◆ Try it ◆
Copy the listing that follows exactly. Its pictures do not belong in the copy.

◆ Provided data ◆
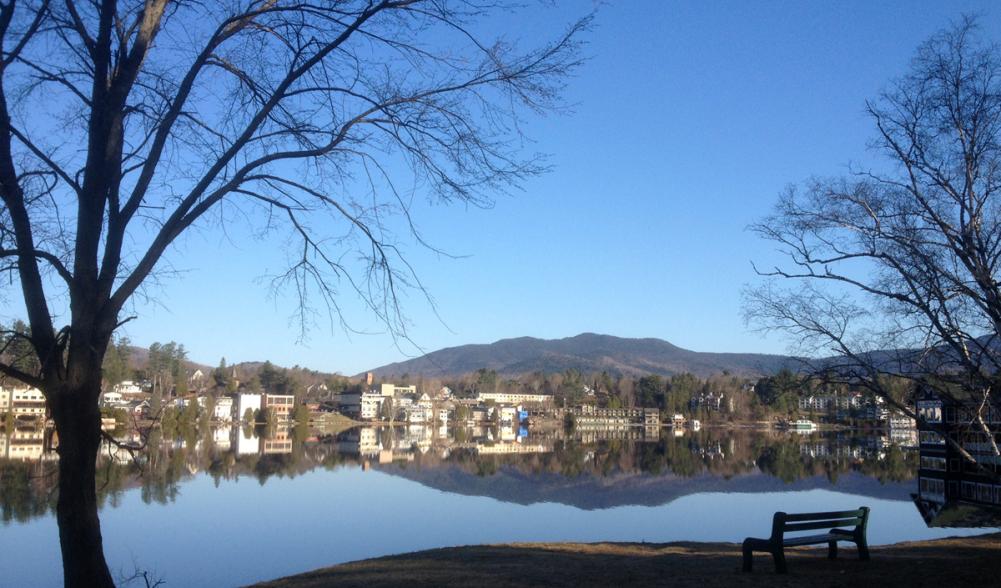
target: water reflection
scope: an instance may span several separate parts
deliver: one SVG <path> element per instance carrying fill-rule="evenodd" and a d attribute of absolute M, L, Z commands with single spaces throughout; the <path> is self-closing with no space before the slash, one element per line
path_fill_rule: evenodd
<path fill-rule="evenodd" d="M 659 427 L 567 432 L 409 424 L 323 431 L 294 424 L 267 429 L 206 423 L 169 436 L 160 429 L 117 431 L 99 456 L 98 490 L 105 504 L 116 504 L 122 493 L 135 488 L 146 503 L 170 503 L 177 500 L 185 480 L 199 473 L 212 477 L 216 485 L 242 477 L 265 484 L 275 476 L 357 464 L 450 492 L 481 492 L 520 503 L 556 501 L 604 508 L 677 498 L 673 490 L 638 496 L 630 488 L 640 478 L 648 491 L 658 484 L 657 479 L 665 488 L 671 480 L 688 479 L 691 483 L 682 494 L 717 488 L 720 480 L 751 473 L 775 480 L 766 485 L 755 482 L 767 490 L 803 480 L 817 487 L 818 479 L 837 487 L 846 474 L 853 475 L 855 486 L 860 479 L 869 479 L 879 484 L 909 482 L 913 490 L 919 466 L 914 439 L 713 428 L 679 433 Z M 51 431 L 18 428 L 0 439 L 4 522 L 53 512 L 56 454 Z M 449 473 L 447 484 L 442 481 L 444 471 Z M 502 485 L 476 490 L 480 486 L 476 478 L 511 476 L 518 476 L 522 487 L 510 496 L 498 490 Z M 563 494 L 552 492 L 554 479 L 559 479 Z M 599 487 L 600 500 L 595 496 Z M 622 492 L 615 496 L 609 488 Z M 729 482 L 728 490 L 755 491 L 739 481 Z"/>
<path fill-rule="evenodd" d="M 456 544 L 739 541 L 767 529 L 775 510 L 860 504 L 874 507 L 874 545 L 982 532 L 928 527 L 943 513 L 958 526 L 996 526 L 946 509 L 926 524 L 911 501 L 918 450 L 880 435 L 201 425 L 115 431 L 102 447 L 113 566 L 138 561 L 173 585 L 231 585 Z M 57 439 L 15 433 L 0 460 L 4 581 L 57 584 Z M 331 543 L 332 530 L 350 540 Z"/>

◆ Response ◆
target: water reflection
scope: an instance may span several separate parts
deliver: one SVG <path> element per instance carrying fill-rule="evenodd" and a d attribute of absolute M, L, Z commands with single spaces throughout; the <path> is self-closing with no space before the slash, one element per line
path_fill_rule: evenodd
<path fill-rule="evenodd" d="M 659 427 L 567 432 L 409 424 L 323 431 L 294 424 L 267 429 L 206 423 L 169 436 L 160 429 L 117 431 L 99 456 L 98 490 L 105 504 L 116 504 L 122 493 L 135 488 L 146 503 L 170 503 L 177 500 L 185 480 L 199 473 L 212 477 L 216 485 L 242 477 L 265 484 L 275 476 L 357 464 L 450 492 L 481 492 L 520 503 L 556 501 L 604 508 L 677 498 L 673 490 L 638 496 L 630 488 L 640 478 L 648 491 L 658 484 L 657 479 L 665 488 L 671 480 L 688 479 L 691 483 L 682 494 L 717 488 L 720 480 L 751 473 L 775 480 L 766 485 L 755 482 L 767 490 L 803 480 L 817 487 L 818 479 L 837 487 L 846 474 L 853 475 L 855 486 L 860 479 L 869 479 L 879 484 L 909 482 L 913 490 L 919 466 L 914 439 L 713 428 L 679 433 Z M 51 431 L 18 428 L 0 439 L 4 522 L 53 512 L 56 454 Z M 449 473 L 447 484 L 442 481 L 444 471 Z M 502 485 L 476 490 L 480 486 L 476 478 L 511 476 L 518 476 L 522 487 L 510 496 L 498 490 Z M 563 494 L 552 492 L 554 479 L 559 479 Z M 599 487 L 600 500 L 595 496 Z M 622 492 L 615 496 L 609 488 Z M 729 482 L 728 490 L 755 491 L 739 481 Z"/>
<path fill-rule="evenodd" d="M 456 544 L 739 541 L 767 529 L 775 510 L 860 504 L 874 507 L 874 545 L 982 532 L 928 527 L 943 513 L 958 526 L 996 526 L 946 509 L 926 524 L 911 501 L 918 450 L 880 435 L 201 425 L 115 431 L 102 447 L 113 566 L 138 561 L 173 585 L 231 585 Z M 57 439 L 15 433 L 0 460 L 4 581 L 57 584 Z M 331 543 L 332 530 L 350 540 Z"/>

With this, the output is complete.